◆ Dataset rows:
────────────────────
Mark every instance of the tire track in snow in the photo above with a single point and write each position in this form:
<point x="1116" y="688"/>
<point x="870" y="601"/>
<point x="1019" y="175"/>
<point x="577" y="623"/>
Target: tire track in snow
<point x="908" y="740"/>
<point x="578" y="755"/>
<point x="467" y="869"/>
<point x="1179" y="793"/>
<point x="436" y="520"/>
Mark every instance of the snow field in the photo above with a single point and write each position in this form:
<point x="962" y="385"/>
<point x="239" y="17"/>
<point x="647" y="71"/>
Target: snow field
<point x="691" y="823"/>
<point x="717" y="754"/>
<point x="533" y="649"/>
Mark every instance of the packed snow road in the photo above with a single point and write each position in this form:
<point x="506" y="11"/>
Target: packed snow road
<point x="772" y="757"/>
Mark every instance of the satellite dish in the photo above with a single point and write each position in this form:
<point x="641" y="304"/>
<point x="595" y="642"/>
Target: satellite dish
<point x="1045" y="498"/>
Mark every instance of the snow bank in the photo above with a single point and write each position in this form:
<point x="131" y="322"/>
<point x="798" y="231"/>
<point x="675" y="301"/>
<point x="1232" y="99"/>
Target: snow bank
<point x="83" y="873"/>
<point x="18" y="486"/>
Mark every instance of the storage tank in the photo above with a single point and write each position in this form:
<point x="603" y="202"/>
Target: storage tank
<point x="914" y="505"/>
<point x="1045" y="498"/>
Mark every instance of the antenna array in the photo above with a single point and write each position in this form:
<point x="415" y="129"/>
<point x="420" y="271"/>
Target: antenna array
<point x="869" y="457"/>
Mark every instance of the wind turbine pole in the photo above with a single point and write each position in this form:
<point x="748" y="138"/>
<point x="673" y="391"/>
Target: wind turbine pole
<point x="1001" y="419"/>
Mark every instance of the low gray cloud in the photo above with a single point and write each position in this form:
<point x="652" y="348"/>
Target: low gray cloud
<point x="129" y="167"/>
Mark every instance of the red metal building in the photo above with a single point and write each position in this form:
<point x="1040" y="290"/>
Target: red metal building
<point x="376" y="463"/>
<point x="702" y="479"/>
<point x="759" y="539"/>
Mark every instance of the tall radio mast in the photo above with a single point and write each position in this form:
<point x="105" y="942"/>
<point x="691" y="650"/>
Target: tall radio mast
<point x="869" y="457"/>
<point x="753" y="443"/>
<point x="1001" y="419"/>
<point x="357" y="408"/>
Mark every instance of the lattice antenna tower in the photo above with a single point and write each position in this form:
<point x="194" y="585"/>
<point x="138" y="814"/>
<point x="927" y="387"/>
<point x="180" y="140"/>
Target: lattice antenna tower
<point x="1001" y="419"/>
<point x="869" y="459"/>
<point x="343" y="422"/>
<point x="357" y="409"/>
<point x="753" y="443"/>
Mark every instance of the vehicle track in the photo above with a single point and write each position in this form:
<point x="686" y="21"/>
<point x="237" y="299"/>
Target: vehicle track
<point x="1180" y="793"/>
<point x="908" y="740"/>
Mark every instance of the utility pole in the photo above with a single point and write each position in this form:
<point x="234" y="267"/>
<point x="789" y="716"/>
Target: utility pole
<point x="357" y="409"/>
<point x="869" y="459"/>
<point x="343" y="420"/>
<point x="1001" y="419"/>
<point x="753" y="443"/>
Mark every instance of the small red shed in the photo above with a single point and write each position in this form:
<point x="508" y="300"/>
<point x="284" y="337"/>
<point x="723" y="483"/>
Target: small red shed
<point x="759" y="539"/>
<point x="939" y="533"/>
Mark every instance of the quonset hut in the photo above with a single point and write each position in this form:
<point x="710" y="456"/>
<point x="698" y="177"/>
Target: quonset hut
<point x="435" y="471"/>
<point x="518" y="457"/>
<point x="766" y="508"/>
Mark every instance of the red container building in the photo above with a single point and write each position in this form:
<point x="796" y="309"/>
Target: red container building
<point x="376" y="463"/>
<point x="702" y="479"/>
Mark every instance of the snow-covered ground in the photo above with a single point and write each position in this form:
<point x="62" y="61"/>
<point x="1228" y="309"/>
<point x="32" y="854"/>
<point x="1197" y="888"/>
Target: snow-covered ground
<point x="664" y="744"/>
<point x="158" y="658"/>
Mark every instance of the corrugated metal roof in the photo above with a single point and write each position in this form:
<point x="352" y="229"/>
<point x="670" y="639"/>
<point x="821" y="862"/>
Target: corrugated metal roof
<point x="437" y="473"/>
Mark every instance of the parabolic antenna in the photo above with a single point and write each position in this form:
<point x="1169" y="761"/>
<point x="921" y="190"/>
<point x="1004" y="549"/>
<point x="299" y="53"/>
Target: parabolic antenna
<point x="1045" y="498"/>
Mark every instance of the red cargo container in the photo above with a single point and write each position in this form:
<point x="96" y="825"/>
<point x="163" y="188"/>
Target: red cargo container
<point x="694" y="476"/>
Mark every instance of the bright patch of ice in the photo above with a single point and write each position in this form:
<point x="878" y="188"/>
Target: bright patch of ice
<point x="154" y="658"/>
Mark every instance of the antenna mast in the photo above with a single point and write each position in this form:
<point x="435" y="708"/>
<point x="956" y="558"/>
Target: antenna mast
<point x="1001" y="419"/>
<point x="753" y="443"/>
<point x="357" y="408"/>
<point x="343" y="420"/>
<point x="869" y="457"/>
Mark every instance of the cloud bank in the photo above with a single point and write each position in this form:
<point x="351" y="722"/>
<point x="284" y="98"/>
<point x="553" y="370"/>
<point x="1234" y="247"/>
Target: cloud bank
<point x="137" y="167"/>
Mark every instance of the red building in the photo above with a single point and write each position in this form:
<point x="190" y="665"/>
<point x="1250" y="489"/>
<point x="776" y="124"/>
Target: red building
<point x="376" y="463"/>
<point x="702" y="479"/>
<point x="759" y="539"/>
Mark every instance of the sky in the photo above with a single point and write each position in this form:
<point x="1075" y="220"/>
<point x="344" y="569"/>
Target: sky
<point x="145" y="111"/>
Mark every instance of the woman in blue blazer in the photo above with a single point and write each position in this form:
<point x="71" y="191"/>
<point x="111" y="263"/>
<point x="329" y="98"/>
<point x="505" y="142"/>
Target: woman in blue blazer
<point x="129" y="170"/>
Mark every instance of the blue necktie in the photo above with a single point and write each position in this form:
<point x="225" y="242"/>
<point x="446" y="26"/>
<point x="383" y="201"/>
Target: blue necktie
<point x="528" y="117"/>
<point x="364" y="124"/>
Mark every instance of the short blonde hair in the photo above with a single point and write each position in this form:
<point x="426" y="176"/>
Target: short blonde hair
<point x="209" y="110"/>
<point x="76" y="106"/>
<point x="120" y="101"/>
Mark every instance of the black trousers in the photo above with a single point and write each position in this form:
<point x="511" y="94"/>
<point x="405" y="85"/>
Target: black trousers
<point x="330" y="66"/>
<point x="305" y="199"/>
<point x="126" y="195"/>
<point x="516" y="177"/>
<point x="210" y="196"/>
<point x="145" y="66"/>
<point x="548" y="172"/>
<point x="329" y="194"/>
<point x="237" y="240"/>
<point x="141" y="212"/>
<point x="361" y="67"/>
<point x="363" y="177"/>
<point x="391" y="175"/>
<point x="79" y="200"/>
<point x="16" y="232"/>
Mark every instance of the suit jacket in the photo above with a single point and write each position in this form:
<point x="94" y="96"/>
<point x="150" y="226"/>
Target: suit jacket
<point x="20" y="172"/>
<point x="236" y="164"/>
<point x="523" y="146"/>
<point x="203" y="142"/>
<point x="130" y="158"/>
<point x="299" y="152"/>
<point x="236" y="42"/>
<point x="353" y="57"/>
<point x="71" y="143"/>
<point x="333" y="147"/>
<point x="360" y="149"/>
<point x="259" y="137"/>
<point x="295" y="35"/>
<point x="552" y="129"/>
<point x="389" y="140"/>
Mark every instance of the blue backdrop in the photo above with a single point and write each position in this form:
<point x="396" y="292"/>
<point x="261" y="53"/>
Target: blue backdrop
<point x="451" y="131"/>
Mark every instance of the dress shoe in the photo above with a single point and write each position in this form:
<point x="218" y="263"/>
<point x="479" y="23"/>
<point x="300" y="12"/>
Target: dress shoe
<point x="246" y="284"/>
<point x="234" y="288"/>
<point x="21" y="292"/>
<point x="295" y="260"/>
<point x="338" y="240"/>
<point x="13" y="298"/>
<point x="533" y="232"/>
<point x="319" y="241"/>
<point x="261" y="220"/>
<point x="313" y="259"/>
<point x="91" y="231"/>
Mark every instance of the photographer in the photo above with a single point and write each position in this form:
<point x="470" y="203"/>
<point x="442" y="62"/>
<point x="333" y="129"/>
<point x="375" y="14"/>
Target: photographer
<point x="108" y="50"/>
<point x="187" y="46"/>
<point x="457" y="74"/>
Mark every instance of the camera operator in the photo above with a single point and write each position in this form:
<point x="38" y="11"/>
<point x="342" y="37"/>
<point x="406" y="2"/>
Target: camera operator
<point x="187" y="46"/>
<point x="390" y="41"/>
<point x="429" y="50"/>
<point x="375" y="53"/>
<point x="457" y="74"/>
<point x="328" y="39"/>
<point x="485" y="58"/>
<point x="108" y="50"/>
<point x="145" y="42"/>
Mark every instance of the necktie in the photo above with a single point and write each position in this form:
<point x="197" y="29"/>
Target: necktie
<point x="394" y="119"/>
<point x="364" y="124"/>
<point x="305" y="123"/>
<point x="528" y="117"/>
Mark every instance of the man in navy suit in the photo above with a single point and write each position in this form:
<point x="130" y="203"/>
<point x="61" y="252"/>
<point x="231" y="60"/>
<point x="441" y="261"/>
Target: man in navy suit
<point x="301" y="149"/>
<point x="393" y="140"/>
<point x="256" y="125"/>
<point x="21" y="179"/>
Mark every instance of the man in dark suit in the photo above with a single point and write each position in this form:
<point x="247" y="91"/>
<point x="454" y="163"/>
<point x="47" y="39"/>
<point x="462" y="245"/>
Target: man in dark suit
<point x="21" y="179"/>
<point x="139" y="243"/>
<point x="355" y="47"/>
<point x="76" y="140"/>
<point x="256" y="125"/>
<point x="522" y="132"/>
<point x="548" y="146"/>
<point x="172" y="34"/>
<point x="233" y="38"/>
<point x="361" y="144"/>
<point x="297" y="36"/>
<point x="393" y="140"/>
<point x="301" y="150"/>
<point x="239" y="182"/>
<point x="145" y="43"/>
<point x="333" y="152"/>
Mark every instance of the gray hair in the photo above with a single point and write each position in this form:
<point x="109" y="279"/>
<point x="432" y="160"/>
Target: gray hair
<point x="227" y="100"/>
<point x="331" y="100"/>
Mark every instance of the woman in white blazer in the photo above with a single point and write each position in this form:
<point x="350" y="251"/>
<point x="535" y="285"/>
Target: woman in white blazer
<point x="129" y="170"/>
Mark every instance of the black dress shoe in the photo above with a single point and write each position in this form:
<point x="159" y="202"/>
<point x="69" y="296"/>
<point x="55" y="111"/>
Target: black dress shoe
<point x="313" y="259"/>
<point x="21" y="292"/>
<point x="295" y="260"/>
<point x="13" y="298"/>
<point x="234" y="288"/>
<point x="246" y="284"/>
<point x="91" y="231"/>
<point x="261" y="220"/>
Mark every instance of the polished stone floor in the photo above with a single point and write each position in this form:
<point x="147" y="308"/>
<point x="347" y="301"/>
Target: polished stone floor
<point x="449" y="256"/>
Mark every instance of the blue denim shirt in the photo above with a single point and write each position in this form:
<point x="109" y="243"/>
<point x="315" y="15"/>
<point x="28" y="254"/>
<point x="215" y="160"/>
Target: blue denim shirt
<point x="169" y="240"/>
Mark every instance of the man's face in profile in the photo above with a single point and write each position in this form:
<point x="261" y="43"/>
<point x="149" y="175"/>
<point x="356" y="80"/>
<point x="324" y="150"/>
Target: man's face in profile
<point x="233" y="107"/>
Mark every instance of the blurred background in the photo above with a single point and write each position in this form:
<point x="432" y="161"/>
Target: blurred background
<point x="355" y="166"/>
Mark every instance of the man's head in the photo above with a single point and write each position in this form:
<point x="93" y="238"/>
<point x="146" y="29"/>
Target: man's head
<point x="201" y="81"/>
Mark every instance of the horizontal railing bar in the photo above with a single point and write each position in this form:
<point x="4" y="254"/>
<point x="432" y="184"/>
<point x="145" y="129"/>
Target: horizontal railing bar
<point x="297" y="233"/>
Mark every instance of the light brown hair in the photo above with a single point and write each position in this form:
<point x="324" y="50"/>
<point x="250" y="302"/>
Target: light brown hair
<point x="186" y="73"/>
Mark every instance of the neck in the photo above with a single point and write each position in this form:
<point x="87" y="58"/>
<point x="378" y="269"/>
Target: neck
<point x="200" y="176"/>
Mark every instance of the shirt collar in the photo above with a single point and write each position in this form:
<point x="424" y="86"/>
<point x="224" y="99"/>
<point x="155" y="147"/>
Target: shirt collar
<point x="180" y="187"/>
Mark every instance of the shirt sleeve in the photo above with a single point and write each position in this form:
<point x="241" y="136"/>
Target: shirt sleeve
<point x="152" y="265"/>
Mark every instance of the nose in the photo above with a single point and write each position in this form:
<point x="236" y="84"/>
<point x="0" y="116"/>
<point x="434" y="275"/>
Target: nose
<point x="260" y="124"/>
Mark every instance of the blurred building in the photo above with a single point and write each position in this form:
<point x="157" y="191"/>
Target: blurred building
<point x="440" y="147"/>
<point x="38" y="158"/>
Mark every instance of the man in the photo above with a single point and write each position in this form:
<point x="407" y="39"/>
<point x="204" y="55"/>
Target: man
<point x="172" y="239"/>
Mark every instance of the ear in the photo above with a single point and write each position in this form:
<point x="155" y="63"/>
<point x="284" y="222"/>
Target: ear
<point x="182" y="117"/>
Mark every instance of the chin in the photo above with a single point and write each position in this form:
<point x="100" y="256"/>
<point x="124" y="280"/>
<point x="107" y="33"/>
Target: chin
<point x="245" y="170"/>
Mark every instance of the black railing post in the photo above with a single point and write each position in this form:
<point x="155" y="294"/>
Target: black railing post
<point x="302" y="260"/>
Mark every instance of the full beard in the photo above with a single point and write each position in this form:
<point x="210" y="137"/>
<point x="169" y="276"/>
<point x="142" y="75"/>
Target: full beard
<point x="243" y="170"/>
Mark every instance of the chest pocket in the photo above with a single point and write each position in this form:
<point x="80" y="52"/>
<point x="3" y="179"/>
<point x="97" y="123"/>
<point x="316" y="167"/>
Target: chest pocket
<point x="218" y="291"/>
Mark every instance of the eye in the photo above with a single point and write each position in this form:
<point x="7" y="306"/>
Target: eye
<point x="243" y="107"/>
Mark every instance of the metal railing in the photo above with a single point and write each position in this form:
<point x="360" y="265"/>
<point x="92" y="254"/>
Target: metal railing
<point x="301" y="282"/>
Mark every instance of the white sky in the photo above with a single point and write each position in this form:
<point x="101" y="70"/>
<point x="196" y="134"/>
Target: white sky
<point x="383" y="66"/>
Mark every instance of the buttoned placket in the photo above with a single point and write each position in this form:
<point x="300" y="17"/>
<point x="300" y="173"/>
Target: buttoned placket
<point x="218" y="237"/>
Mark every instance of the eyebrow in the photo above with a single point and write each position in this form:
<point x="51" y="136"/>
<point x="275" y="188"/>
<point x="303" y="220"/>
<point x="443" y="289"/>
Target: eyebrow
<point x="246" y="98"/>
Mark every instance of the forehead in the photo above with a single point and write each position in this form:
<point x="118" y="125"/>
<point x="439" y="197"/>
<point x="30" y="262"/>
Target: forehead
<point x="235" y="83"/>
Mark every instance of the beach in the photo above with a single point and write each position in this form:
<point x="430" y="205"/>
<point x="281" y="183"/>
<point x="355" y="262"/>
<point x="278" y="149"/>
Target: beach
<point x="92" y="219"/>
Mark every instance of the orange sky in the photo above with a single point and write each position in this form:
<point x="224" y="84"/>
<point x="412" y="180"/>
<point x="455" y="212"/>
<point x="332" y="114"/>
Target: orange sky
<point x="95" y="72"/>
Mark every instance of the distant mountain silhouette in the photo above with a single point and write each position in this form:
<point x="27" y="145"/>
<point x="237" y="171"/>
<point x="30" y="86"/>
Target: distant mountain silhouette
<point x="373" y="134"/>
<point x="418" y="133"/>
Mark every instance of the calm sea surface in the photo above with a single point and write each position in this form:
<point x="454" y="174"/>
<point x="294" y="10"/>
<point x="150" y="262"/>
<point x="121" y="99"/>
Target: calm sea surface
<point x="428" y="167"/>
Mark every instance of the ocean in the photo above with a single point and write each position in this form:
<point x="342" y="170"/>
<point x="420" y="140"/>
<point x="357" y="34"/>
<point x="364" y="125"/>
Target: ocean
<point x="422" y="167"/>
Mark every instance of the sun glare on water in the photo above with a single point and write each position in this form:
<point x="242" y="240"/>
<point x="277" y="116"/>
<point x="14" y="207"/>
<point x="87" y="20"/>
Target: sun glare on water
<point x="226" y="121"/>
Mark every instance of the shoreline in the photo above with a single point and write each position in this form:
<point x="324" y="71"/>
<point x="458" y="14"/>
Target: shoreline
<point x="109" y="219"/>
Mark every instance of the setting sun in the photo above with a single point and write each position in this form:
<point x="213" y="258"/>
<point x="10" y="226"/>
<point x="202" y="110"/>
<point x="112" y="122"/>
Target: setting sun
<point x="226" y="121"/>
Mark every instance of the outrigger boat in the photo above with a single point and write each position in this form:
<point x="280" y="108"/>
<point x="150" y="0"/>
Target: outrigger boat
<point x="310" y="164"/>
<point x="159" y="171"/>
────────────────────
◆ TASK GOAL: Turn the lines from the one containing "Mark every instance of the lattice" through the one containing "Target: lattice antenna tower", both included, into a numbered list with blank lines dropped.

◆ EXERCISE ANSWER:
1. Mark every instance of the lattice antenna tower in the photo above with a single point and write each position in this form:
2. <point x="194" y="585"/>
3. <point x="138" y="814"/>
4. <point x="927" y="387"/>
5. <point x="180" y="140"/>
6. Target: lattice antenna tower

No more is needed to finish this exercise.